» **DATA EXCERPTS**

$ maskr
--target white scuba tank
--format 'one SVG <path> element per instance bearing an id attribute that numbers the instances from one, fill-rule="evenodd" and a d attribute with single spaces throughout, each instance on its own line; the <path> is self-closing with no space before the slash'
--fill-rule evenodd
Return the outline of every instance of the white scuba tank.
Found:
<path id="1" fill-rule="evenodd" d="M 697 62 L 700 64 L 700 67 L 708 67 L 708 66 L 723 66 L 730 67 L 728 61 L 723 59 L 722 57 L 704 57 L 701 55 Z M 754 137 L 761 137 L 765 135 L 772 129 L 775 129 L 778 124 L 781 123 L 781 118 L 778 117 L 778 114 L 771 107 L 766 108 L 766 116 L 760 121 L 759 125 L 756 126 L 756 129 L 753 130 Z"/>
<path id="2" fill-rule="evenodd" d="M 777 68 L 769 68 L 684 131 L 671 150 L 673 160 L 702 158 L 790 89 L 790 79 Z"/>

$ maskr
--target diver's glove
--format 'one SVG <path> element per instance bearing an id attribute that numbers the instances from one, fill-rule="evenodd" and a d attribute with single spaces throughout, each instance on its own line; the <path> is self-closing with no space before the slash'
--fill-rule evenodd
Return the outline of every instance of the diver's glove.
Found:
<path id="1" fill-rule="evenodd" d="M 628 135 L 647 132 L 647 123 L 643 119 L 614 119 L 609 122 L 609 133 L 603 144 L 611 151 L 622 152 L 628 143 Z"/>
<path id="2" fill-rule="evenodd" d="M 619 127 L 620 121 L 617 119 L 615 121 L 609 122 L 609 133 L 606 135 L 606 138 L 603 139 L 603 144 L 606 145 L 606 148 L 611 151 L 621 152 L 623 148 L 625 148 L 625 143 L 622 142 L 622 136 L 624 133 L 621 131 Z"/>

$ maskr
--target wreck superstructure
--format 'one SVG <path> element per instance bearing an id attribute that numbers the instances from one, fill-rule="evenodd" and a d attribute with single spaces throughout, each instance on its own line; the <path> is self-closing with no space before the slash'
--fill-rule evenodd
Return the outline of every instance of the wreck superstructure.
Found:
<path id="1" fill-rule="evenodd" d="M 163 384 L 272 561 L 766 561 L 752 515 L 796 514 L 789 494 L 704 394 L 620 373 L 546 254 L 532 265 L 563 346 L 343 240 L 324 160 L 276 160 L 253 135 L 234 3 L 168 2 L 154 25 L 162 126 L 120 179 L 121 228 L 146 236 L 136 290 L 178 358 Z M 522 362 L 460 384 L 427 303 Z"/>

» **DIRECTIONS**
Everything from the first line of the data through the line containing "Return the outline of every instance of the white" should be echoed exactly. Add nothing.

» **SOLUTION TO THE PROBLEM**
$ maskr
--target white scuba tank
--format 'one SVG <path> element per instance bearing an id attribute that numbers the instances from one, fill-rule="evenodd" and a d attribute with single spaces throughout, each instance on its own line; the <path> is self-closing with no space before the slash'
--fill-rule evenodd
Return the outline of every instance of the white scuba tank.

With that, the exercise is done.